> [PAGE EXCERPT]:
University Alliance has responded on behalf of our members to DFE’s Review of post-16 qualifications at level 3.

Our response can be found here, and summarised as:

  • Alliance universities are very supportive of T Levels as a progression route to a range of higher
    education provision, and many are utilising their long-standing partnerships with FE colleges to
    support and promote the rollout of T Levels in their regions.
  • However the two groups of qualifications outlined in the consultation will be important features of the
    landscape but will not meet the needs of all students. We are concerned that further stratifying
    qualifications into ‘academic’ and ‘technical’ routes and limiting the flexibility for students to
    take a blended approach will limit choice and create a divide that often does not exist in post18 education and employment.
  • To ensure as many students as possible achieve at level 3, we see there being value in retaining a category of general vocational qualifications across a range of subjects and sizes which have some overlap with A Levels and T Levels, and do not see this as being at odds with ambitions to put employers at the heart of technical education, which we support.
  • We urge the government to reconsider the pace of these reforms. The current timetable  does not allow for informed decision making based on evidence of T Levels uptake, attainment, progression and widening participation, and the impact on progression and attainment of the new Regulated Qualifications Framework Level 3 qualifications.
  • There lack of capacity in some sectors and regions for the required amount of industry experience may prove a limiting factor to growth for T Levels. To help address this, the government should increase capital funding to encourage industry to host students for the placement element of T Levels. This funding is especially important when industry may be struggling to recover from the effects of repeated economic shocks caused by the pandemic, meaning hosting students is not a priority.
  • We see value in funding a third category of general vocational qualifications as a permanent feature of the landscape, but irrespective of this, removing alternative qualifications without ensuring sufficient employer capacity is in place for successful delivery of T Levels could have a  detrimental effect on the life choices of young people, artificially limiting and restricting access to career pathways.
  • Given the regional variance in availability of technical pathways, there should be an assessment of whether these reforms will limit choices and progression opportunities for students (particularly those from disadvantaged groups) based on where they live.

> [STUDY MATERIAL]:
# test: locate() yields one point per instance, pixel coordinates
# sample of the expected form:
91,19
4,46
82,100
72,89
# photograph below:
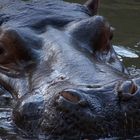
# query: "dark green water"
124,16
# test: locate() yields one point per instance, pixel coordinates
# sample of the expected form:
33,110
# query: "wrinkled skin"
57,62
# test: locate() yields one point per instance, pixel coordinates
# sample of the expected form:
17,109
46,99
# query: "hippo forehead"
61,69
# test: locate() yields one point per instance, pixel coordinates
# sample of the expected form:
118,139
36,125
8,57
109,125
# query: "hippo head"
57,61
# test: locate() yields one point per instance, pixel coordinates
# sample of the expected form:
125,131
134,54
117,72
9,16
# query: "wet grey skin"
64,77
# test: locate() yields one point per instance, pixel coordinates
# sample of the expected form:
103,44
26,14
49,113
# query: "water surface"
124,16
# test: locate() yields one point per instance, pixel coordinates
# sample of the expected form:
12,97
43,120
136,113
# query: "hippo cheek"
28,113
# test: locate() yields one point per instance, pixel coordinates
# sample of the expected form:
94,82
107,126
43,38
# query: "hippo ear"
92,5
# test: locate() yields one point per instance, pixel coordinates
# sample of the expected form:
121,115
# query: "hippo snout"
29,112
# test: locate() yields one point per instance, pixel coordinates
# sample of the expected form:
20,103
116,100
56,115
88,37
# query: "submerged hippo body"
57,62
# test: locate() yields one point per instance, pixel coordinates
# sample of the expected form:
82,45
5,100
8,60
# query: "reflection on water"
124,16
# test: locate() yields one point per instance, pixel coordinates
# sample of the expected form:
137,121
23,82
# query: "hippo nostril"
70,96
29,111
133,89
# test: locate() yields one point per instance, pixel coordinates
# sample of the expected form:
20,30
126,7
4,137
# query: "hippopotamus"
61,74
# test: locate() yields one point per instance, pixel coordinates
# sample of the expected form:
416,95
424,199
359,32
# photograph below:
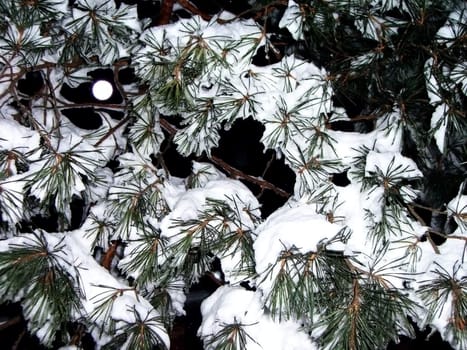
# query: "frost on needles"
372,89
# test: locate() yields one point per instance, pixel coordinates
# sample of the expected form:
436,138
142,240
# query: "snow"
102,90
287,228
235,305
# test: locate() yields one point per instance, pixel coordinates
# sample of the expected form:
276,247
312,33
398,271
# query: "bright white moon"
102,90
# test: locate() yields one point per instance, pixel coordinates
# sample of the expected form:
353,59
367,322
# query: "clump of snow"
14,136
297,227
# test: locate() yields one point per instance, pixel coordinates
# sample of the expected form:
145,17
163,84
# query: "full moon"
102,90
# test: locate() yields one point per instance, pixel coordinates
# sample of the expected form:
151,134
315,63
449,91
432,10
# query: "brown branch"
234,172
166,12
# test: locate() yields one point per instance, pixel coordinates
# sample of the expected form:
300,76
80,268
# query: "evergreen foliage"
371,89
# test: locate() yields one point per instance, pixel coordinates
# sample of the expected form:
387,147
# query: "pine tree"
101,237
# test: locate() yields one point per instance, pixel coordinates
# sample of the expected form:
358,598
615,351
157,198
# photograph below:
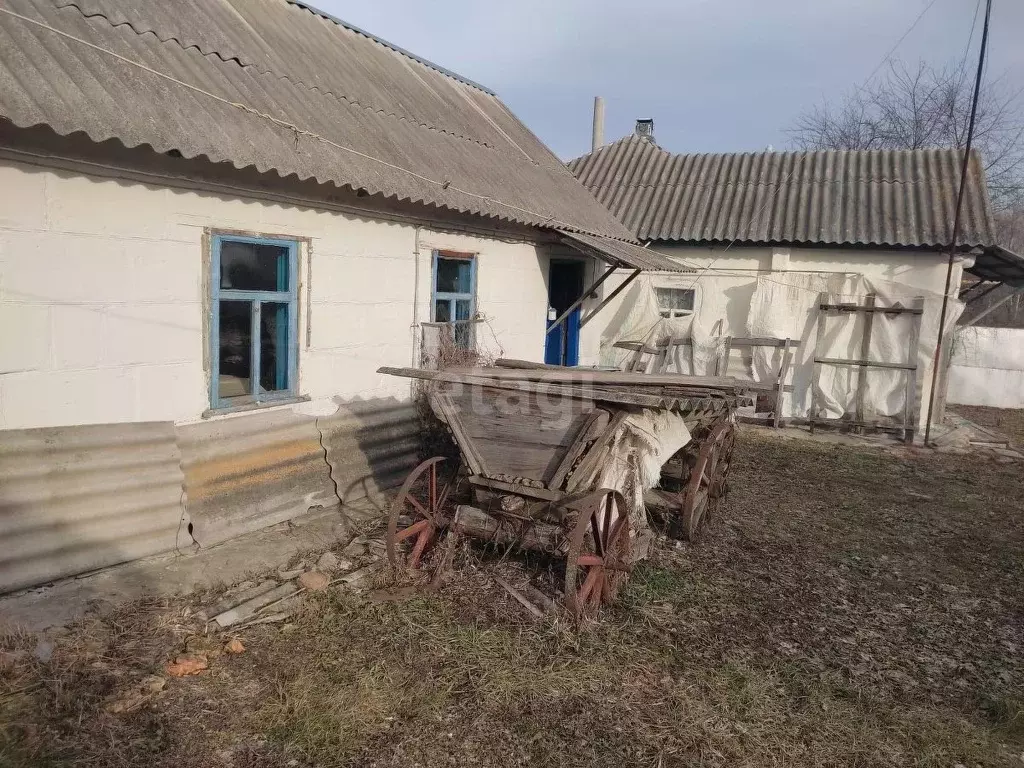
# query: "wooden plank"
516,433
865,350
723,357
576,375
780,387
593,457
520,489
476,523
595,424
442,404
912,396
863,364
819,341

--

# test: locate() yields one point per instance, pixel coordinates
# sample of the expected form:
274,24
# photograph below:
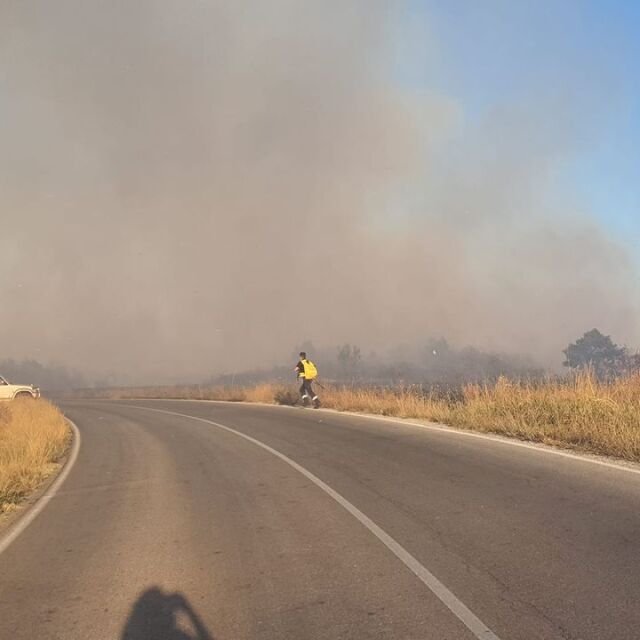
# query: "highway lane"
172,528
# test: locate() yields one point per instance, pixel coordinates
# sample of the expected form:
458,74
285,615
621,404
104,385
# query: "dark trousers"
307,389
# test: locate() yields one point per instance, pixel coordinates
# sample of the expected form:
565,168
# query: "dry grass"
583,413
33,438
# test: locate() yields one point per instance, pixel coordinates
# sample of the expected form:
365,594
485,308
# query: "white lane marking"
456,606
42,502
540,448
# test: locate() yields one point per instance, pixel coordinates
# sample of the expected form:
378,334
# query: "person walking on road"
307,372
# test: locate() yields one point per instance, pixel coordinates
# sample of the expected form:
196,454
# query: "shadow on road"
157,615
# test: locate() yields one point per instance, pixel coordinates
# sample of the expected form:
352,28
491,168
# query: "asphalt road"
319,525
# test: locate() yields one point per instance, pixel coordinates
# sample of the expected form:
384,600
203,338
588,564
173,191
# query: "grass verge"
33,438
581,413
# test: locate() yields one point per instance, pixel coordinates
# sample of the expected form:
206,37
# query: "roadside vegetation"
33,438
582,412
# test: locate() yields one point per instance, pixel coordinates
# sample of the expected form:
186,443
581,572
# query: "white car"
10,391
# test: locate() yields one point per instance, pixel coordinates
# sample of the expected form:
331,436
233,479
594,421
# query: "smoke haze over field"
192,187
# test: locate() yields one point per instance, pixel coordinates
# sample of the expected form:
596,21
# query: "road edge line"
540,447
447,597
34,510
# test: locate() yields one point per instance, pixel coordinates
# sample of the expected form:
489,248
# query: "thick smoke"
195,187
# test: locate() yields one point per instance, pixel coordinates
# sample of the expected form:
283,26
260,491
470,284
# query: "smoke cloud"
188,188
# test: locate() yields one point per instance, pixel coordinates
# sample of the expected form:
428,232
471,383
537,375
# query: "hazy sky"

--

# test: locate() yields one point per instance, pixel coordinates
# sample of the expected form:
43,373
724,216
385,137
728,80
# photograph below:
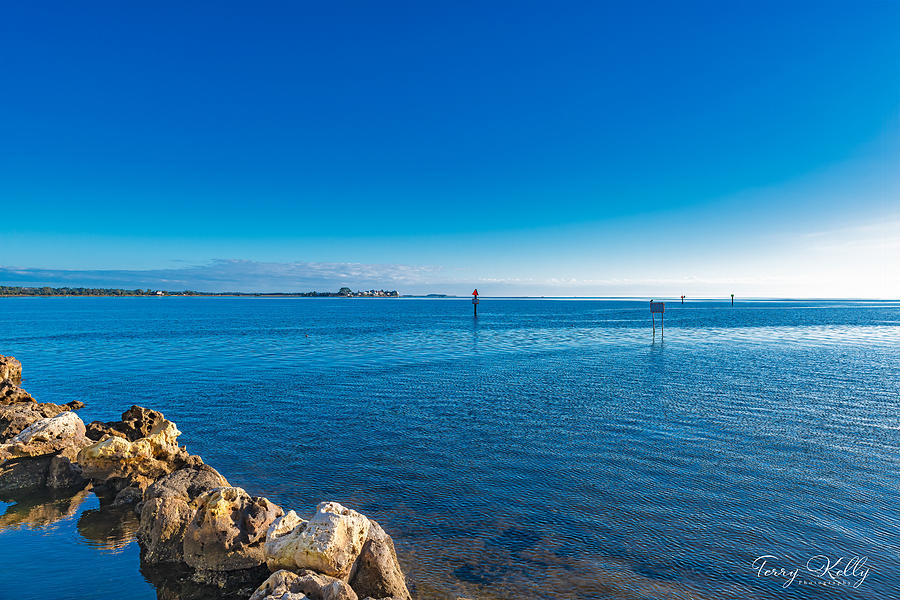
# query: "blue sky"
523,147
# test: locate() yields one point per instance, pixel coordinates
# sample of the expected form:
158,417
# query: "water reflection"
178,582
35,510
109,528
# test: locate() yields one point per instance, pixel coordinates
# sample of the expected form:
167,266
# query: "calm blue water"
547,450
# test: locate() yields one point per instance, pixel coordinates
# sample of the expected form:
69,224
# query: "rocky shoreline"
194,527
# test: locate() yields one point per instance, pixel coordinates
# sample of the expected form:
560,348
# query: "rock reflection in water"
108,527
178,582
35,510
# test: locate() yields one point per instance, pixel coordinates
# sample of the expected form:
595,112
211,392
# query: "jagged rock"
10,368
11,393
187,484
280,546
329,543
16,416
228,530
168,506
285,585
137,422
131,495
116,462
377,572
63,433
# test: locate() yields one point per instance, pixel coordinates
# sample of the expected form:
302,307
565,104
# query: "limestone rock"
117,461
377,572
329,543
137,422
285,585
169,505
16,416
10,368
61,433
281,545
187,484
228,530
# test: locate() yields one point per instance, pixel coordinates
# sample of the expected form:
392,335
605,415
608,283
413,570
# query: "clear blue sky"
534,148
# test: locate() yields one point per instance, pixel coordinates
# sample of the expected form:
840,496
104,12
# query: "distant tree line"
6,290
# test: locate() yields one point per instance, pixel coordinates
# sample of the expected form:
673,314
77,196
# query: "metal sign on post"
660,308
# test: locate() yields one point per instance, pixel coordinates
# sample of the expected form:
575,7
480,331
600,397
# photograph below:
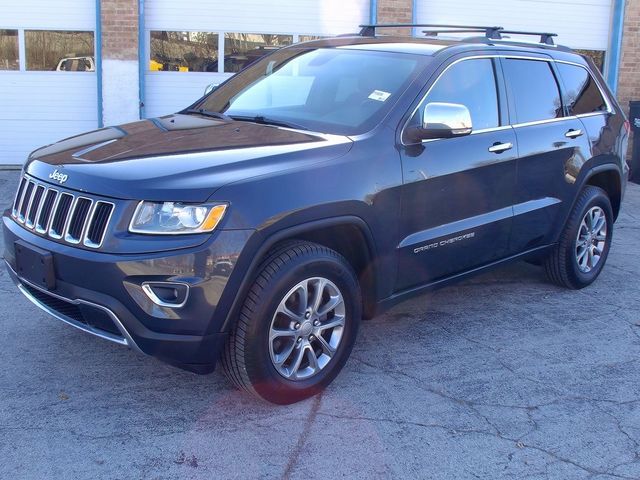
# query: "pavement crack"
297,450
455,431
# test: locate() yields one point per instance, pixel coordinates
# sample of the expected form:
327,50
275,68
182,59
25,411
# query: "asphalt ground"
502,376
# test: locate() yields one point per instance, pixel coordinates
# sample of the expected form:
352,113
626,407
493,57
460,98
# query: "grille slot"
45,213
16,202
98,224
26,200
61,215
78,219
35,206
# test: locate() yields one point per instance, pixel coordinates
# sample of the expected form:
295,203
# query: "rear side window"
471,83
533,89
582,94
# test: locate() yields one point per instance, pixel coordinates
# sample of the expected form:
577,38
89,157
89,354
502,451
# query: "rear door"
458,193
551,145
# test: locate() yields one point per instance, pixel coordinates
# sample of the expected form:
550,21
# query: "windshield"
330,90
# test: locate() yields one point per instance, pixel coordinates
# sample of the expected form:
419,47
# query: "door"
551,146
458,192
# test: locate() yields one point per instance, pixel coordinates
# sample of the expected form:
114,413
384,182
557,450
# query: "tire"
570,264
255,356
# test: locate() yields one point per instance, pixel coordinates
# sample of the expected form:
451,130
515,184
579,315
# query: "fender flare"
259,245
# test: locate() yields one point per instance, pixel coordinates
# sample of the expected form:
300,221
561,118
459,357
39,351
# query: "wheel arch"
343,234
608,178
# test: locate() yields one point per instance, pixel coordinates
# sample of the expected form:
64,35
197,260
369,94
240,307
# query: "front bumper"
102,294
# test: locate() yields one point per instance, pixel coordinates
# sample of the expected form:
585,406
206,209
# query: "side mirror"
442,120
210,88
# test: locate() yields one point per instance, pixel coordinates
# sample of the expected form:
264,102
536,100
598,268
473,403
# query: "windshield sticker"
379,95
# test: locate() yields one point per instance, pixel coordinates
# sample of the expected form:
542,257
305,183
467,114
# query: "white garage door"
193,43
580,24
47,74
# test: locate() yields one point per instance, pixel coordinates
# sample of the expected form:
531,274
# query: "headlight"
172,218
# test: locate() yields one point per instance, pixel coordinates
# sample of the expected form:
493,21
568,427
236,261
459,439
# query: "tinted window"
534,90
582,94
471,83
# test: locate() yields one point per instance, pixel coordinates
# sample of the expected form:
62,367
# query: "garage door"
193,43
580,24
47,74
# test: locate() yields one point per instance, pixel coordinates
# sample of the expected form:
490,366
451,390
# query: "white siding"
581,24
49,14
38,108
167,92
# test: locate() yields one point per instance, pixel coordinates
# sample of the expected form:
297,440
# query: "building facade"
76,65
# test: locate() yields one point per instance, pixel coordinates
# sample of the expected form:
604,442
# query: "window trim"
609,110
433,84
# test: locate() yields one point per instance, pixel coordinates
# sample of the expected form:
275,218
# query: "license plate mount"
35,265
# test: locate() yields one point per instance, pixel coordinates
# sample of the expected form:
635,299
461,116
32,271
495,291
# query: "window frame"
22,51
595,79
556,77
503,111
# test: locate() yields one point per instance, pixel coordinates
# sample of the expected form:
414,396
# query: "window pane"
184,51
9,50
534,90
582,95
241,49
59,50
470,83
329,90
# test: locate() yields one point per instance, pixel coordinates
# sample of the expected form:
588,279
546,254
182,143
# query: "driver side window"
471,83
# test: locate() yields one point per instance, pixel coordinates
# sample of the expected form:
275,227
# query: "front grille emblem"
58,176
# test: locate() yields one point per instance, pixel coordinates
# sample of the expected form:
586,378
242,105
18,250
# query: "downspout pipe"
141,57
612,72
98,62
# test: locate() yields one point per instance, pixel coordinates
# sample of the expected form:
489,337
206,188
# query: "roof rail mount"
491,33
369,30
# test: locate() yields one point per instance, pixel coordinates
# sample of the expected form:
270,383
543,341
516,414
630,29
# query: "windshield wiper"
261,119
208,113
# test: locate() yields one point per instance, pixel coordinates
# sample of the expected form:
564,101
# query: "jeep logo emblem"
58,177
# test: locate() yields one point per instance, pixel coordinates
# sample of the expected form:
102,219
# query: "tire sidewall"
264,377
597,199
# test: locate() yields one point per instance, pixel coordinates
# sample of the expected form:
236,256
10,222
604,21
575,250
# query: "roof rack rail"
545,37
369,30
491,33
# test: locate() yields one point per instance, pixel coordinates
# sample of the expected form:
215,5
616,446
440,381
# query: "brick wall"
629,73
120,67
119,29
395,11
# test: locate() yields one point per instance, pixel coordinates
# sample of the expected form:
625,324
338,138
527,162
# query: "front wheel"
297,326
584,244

> [PROBLEMS TO WORK ON]:
a: In the University Alliance response, what should the government increase to encourage industry to host students for the placement element of T Levels?
b: Using the University Alliance response, explain why the government is urged to reconsider the pace of the reforms.
c: Reproduce the passage of the University Alliance response starting with "University Alliance has" and going on through "in their regions.".

> [ANSWERS TO EACH TASK]:
a: Capital funding.

b: The current timetable does not allow for informed decision making based on evidence. That evidence includes T Levels uptake, attainment, progression and widening participation. It also includes the impact of the new Regulated Qualifications Framework Level 3 qualifications on progression and attainment.

c:
University Alliance has responded on behalf of our members to DFE’s Review of post-16 qualifications at level 3.

Our response can be found here, and summarised as:

  • Alliance universities are very supportive of T Levels as a progression route to a range of higher
    education provision, and many are utilising their long-standing partnerships with FE colleges to
    support and promote the rollout of T Levels in their regions.